## [WHAT THIS TASK INVOLVES]
Pick out every line in the listing below that contains the word "blue", and copy each of those lines.

━━━

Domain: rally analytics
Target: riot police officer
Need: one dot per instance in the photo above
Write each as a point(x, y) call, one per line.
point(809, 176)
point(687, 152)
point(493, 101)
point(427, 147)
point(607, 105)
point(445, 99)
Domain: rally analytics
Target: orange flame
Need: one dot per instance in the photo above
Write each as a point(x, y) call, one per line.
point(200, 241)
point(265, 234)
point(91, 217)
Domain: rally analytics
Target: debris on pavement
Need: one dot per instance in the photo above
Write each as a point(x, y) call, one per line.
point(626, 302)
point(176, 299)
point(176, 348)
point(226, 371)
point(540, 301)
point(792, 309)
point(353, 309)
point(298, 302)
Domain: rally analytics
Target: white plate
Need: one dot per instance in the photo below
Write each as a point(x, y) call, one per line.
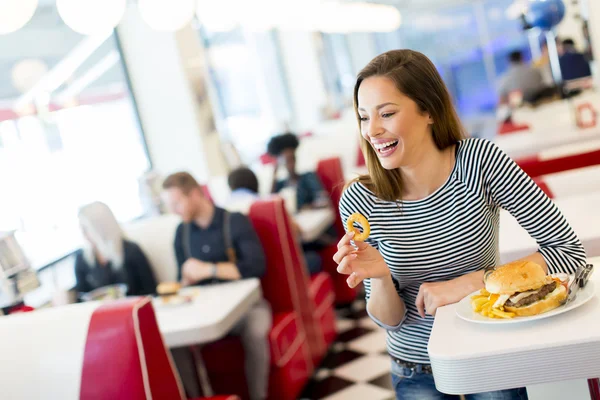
point(465, 311)
point(185, 296)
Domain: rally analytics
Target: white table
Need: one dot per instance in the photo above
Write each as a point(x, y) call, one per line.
point(212, 314)
point(575, 182)
point(313, 223)
point(581, 212)
point(528, 143)
point(552, 357)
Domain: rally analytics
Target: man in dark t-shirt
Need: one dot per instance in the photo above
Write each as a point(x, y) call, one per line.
point(212, 246)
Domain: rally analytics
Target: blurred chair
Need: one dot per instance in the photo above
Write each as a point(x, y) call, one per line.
point(545, 163)
point(206, 191)
point(295, 338)
point(156, 236)
point(89, 351)
point(332, 176)
point(510, 127)
point(286, 284)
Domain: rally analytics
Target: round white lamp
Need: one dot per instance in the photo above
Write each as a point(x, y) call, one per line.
point(14, 14)
point(26, 73)
point(167, 15)
point(90, 17)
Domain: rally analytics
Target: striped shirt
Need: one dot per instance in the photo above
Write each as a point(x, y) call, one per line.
point(454, 231)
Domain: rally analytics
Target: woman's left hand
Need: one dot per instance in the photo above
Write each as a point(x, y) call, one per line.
point(433, 295)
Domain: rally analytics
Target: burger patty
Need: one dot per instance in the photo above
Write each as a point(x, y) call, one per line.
point(543, 292)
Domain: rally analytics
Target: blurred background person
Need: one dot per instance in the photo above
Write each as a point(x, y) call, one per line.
point(525, 79)
point(212, 246)
point(244, 191)
point(573, 64)
point(309, 189)
point(107, 258)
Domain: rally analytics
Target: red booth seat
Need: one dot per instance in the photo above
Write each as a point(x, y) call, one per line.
point(90, 351)
point(303, 317)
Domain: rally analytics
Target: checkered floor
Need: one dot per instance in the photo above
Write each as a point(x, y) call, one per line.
point(357, 366)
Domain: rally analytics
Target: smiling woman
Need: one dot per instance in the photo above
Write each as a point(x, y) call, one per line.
point(403, 94)
point(432, 200)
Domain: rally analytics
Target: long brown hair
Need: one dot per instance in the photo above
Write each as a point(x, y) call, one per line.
point(416, 77)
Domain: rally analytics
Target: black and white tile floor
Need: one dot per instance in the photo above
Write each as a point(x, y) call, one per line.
point(357, 366)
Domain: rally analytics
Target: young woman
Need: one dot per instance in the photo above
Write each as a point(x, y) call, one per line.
point(107, 257)
point(433, 201)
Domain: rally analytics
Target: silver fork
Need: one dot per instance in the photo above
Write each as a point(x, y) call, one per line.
point(582, 276)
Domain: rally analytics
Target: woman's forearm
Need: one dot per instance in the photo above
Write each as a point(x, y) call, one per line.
point(384, 302)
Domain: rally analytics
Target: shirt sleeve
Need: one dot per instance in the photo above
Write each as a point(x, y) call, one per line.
point(357, 199)
point(510, 188)
point(81, 284)
point(250, 256)
point(179, 253)
point(145, 283)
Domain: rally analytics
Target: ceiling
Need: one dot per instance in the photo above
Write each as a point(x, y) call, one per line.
point(47, 38)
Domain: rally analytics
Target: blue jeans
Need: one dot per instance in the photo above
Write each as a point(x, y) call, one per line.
point(412, 384)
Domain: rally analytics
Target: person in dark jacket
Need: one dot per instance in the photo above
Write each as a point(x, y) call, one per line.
point(573, 64)
point(212, 246)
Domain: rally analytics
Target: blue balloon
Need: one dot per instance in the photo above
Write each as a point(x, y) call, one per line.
point(545, 14)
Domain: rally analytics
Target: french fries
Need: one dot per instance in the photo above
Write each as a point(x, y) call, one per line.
point(483, 302)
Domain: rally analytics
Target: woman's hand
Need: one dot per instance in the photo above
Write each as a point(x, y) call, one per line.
point(360, 263)
point(433, 295)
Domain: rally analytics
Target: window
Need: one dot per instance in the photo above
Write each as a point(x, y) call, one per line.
point(69, 134)
point(469, 44)
point(248, 81)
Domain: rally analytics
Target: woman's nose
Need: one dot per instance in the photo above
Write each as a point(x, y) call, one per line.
point(374, 128)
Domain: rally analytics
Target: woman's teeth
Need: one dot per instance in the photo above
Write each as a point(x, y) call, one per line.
point(385, 147)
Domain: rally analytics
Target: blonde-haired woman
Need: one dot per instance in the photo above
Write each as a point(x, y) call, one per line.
point(107, 257)
point(433, 200)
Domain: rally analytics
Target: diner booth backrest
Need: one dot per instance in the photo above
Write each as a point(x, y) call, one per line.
point(88, 351)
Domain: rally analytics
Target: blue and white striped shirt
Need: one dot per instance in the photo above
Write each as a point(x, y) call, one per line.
point(454, 231)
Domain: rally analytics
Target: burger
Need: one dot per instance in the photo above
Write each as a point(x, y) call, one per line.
point(168, 290)
point(524, 289)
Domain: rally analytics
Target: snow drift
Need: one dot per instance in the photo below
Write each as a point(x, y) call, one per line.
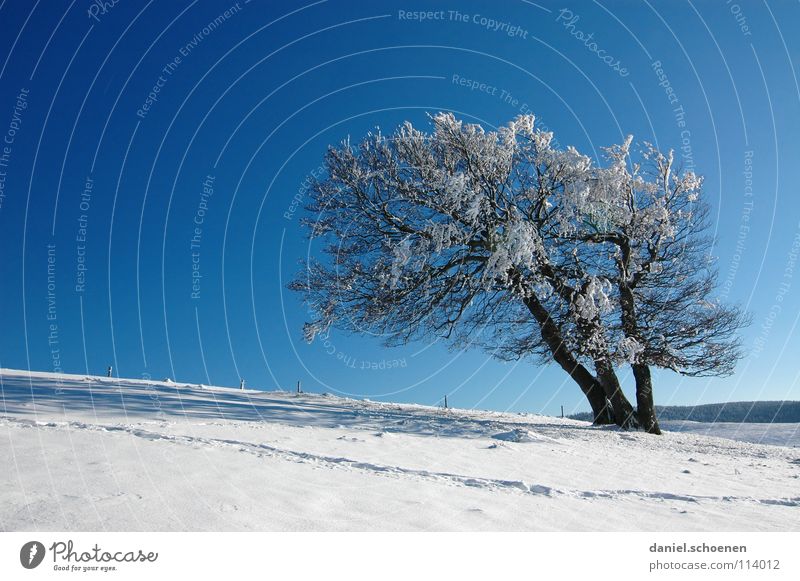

━━━

## [REPLY TO THE EXERCISE]
Target: blue jeans
Target: blue balloon
Target: blue and white striped shirt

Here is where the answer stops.